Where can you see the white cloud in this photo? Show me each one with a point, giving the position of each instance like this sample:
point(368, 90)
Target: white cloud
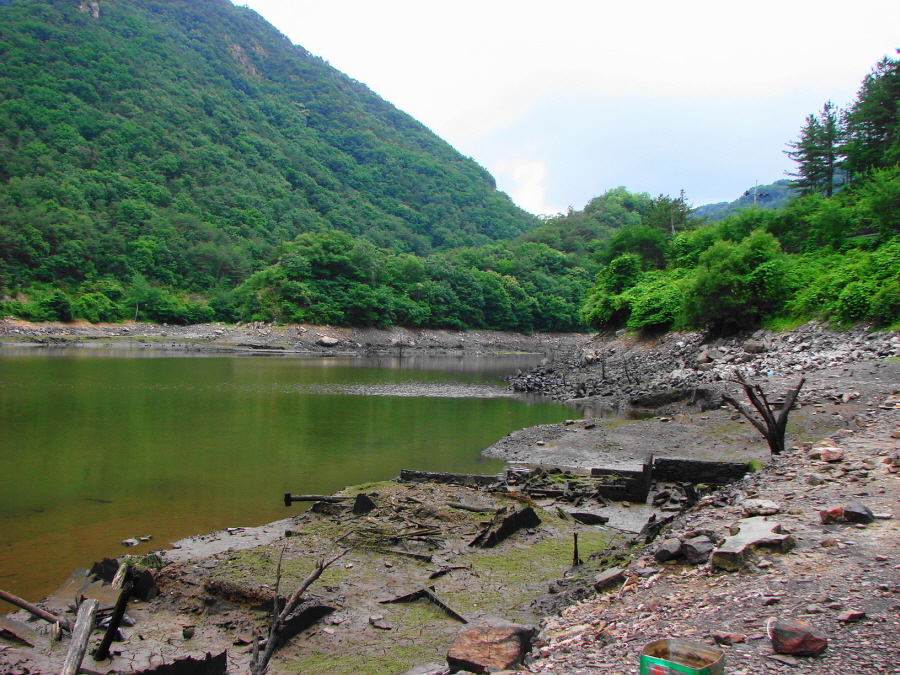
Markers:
point(527, 184)
point(564, 84)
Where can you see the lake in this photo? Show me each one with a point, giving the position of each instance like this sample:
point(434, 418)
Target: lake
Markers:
point(97, 446)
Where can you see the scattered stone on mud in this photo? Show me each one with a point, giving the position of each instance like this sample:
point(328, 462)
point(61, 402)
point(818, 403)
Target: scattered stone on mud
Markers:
point(797, 638)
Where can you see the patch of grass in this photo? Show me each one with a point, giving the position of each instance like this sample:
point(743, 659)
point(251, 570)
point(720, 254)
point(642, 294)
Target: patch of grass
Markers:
point(755, 465)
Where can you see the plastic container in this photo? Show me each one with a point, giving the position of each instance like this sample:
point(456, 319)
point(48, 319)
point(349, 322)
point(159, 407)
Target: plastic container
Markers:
point(675, 657)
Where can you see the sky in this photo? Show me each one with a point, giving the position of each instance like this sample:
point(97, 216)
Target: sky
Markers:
point(562, 100)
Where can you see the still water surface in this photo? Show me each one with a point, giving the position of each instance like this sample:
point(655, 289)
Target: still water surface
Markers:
point(96, 447)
++++++++++
:: WHAT IS ASKED ::
Reproduce all of the entries above word for word, leaving out the picture.

:: TASK SOLUTION ::
Where can you see the white cloud in this photo? Show me each one with a point, giving the position of each instance like this sample:
point(368, 90)
Target: white cloud
Markers:
point(527, 184)
point(564, 84)
Where can you see the lake in this photo? Show me each one with a point, giving the position of each instance like this sample:
point(434, 418)
Target: lake
Markers:
point(97, 446)
Where can you see the scattered stone on mud in this photo? Show me each one with a point, giving the position of each instance like this sample:
point(328, 462)
point(61, 402)
point(818, 403)
Target: scattered stone on mud
Markers:
point(797, 638)
Where can you see the patch of grass in this photo? Show me each one with a point, giving the position of each instance like this sample:
point(743, 659)
point(251, 570)
point(720, 254)
point(642, 294)
Target: patch of grass
Markers:
point(755, 465)
Where can you see the plastic container in this photo? Show me each one with a point, giving the position of each instance like this sample:
point(456, 319)
point(48, 319)
point(349, 322)
point(159, 407)
Target: plastic container
Markers:
point(675, 657)
Where can you see the sky in this photo? Show me each one with a point, giving the position of each instance like this sample:
point(97, 216)
Target: sky
Markers:
point(562, 100)
Where can you see the still water surface in this photo? Show me each one with a point, giving the position of each instance like this sample:
point(655, 289)
Target: still water surface
Markers:
point(96, 447)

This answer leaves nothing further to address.